### EXERCISE TASK
Convert the lines of the data below into a JSON list of strings, one string per line and no blank lines. Include only the lines from the one containing "TARGET = person wearing brown leather jacket" through the last line of the data, both ends included.
──────── ENTRIES SHOWN ────────
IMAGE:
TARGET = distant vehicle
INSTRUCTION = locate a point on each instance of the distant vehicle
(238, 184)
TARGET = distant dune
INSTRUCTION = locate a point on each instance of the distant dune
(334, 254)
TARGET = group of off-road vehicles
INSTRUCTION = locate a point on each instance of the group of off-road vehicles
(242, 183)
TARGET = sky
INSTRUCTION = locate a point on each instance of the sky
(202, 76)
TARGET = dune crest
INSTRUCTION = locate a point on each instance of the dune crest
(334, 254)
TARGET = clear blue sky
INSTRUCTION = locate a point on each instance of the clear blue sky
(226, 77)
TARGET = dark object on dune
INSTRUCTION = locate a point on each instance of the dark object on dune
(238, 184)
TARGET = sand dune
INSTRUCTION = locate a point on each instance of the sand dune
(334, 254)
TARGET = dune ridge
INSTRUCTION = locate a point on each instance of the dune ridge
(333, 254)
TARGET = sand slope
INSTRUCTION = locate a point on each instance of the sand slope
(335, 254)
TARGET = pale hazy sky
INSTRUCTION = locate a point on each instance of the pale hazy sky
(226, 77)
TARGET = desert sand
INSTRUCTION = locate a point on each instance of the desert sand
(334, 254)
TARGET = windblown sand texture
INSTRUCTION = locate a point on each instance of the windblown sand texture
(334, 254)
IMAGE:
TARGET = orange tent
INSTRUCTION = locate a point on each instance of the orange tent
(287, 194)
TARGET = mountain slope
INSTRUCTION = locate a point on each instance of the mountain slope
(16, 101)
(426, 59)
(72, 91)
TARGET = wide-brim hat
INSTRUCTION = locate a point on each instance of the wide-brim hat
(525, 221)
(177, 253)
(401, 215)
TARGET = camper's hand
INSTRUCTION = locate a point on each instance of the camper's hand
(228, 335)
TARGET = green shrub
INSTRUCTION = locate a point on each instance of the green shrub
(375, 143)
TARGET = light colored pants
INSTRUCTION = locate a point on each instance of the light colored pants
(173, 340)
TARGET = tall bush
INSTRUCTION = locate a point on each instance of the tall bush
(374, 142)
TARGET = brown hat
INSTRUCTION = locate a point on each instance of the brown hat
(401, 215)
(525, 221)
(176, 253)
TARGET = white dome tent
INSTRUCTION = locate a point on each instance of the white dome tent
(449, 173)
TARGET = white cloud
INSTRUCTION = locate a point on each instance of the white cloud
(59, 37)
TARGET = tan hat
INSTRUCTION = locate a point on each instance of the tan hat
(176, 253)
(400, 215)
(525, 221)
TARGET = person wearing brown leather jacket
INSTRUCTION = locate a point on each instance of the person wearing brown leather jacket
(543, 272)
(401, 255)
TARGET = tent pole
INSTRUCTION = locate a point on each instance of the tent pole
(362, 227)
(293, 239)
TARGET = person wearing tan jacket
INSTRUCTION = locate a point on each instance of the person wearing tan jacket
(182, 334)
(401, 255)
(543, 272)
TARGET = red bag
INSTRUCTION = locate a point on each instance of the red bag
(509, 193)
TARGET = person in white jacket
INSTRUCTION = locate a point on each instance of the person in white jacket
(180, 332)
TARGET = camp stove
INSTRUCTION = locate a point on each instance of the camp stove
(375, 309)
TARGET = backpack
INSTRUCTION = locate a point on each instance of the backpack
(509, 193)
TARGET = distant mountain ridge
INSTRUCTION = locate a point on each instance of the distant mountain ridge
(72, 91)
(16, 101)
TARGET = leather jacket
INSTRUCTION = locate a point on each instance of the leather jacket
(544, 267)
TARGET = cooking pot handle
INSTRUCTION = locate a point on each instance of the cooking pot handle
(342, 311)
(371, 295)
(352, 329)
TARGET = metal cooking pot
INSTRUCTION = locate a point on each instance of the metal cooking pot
────────
### RESPONSE TO THIS EXERCISE
[
  "TARGET = person wearing brown leather jacket",
  "INSTRUCTION = locate a point on each instance of the person wearing brown leather jacket",
  "(543, 272)",
  "(401, 255)",
  "TARGET = tent pole",
  "INSTRUCTION = locate a point on each instance of the tent pole",
  "(362, 227)",
  "(293, 239)",
  "TARGET = person wearing tan jacket",
  "INSTRUCTION = locate a point on each instance of the person wearing tan jacket",
  "(182, 334)",
  "(401, 255)",
  "(543, 272)",
  "TARGET = red bag",
  "INSTRUCTION = locate a point on each instance of the red bag",
  "(509, 193)",
  "TARGET = person in white jacket",
  "INSTRUCTION = locate a point on each instance of the person in white jacket",
  "(180, 332)",
  "TARGET = camp stove",
  "INSTRUCTION = locate a point on each instance of the camp stove",
  "(375, 309)",
  "TARGET = backpack",
  "INSTRUCTION = locate a point on each instance of the backpack",
  "(509, 193)",
  "TARGET = distant mountain ridge",
  "INSTRUCTION = locate a point on each instance of the distant mountain ridge",
  "(72, 91)",
  "(16, 101)",
  "TARGET = leather jacket",
  "INSTRUCTION = locate a point on each instance of the leather jacket",
  "(544, 267)",
  "TARGET = cooking pot handle",
  "INSTRUCTION = locate a point on each instance of the cooking pot handle",
  "(342, 311)",
  "(371, 295)",
  "(352, 329)",
  "TARGET = metal cooking pot",
  "INSTRUCTION = locate a point on each instance of the metal cooking pot"
]